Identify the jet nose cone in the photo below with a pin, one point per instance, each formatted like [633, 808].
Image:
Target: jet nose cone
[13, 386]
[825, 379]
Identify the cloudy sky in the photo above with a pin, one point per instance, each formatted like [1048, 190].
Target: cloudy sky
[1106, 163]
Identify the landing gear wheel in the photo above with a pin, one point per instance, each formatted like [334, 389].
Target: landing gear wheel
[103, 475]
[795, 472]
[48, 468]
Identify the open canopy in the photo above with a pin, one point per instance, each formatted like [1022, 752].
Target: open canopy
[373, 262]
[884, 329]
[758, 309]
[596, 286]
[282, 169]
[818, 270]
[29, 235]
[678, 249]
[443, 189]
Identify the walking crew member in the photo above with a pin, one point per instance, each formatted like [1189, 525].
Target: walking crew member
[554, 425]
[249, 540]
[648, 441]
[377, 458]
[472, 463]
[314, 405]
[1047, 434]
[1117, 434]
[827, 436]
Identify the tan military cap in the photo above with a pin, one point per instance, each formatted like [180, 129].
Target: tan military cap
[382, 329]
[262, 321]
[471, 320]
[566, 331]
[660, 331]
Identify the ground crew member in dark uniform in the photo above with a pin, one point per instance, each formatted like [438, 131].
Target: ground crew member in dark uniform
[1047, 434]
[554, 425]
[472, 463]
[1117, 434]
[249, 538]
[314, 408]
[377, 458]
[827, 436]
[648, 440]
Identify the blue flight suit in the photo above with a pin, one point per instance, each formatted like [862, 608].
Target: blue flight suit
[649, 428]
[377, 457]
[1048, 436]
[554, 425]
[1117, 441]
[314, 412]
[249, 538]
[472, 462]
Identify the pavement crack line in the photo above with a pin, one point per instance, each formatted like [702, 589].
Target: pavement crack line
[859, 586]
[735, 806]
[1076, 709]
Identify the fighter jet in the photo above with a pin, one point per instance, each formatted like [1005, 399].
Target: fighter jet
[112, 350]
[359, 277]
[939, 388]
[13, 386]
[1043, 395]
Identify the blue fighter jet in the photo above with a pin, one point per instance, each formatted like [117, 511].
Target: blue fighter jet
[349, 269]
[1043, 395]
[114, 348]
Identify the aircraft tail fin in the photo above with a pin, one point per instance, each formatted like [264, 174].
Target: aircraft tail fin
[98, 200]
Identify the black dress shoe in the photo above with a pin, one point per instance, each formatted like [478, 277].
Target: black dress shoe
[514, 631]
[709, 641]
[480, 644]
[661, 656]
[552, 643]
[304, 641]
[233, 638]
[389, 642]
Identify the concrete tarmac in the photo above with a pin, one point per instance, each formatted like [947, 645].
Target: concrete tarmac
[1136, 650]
- - - - -
#### The task:
Render the lines from the line containing "Identify the concrete" through the end of the records as a Markdown table with the columns Number and Entry, skipping any blank lines.

#### Exercise result:
| Number | Entry |
|---|---|
| 1 | Identify the concrete tarmac in the photo above with a pin, one point per instance, each formatted like [947, 645]. |
| 2 | Target: concrete tarmac |
| 3 | [1136, 650] |